» Task item: Go through the data line by line. Copy each one holding the string "reflection".

» The data:

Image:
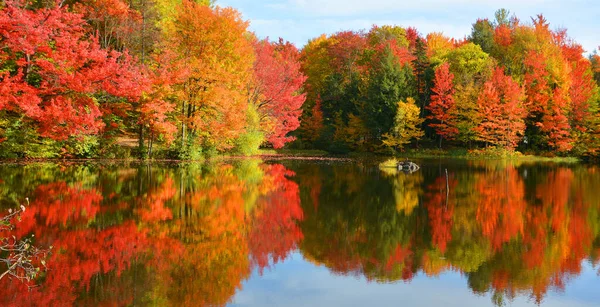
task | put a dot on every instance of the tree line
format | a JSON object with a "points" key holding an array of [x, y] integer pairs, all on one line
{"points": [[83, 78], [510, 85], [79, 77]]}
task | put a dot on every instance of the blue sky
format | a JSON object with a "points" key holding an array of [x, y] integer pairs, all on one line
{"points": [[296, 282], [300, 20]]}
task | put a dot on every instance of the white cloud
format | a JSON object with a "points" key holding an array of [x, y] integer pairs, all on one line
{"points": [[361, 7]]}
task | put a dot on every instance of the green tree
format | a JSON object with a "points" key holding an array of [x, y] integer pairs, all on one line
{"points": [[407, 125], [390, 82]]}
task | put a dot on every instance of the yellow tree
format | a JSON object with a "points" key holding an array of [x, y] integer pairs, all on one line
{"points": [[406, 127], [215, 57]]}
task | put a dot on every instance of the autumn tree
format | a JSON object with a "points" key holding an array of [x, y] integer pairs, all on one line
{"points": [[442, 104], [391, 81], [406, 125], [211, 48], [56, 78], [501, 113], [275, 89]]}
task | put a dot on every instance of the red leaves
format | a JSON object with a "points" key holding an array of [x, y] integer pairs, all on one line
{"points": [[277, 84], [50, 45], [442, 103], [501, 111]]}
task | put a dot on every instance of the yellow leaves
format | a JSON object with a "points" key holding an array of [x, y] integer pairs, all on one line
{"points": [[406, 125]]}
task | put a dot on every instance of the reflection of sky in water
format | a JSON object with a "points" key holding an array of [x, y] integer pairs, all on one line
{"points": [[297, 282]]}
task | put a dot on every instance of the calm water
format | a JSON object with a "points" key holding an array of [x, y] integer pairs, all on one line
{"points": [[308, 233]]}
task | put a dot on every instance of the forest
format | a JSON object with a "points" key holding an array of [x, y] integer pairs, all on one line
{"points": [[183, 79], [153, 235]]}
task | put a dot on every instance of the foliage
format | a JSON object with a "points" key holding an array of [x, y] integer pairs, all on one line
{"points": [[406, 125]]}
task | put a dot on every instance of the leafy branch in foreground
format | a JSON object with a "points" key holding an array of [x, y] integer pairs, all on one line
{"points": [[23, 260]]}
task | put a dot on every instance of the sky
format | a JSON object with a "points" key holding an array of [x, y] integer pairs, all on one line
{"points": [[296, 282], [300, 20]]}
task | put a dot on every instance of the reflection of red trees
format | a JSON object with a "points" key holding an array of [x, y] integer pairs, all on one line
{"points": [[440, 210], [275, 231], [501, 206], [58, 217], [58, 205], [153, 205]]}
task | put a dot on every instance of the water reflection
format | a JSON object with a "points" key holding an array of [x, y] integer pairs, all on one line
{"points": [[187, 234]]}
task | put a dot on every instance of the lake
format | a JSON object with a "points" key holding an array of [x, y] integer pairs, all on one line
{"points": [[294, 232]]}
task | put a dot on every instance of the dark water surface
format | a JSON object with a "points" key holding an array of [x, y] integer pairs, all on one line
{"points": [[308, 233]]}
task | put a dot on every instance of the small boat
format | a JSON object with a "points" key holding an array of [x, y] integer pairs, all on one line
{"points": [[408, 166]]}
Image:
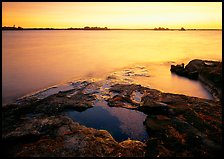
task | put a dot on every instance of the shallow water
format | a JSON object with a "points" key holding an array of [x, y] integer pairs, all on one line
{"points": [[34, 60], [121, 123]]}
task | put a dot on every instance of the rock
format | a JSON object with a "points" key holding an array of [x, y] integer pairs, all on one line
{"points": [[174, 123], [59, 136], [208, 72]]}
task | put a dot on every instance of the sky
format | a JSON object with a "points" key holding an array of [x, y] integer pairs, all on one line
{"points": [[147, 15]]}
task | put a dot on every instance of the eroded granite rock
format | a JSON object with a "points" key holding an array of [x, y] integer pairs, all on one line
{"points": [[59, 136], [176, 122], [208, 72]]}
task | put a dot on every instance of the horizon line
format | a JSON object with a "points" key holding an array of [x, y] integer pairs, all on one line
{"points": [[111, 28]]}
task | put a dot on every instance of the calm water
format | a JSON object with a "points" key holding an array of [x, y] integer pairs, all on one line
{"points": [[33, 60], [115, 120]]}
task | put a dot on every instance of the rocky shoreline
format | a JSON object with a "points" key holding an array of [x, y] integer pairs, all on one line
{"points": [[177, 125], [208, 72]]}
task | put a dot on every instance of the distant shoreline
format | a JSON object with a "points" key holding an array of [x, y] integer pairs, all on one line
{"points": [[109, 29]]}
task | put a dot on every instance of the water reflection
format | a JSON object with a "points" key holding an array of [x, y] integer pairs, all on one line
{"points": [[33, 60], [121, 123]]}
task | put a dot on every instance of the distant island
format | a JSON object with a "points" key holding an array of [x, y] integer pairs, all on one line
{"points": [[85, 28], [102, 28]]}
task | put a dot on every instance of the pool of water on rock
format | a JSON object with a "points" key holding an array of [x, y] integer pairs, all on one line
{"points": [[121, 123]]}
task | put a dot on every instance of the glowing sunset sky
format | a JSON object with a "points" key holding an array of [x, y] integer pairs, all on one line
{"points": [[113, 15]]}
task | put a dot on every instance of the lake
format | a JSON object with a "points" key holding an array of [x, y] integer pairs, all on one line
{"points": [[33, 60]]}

» Written reply:
task | put a dot on every instance of the reflection of sky in water
task | put a dot on every instance of the reflection of red trees
task | put a dot on every instance of the water reflection
task | put a dot on every instance of the water reflection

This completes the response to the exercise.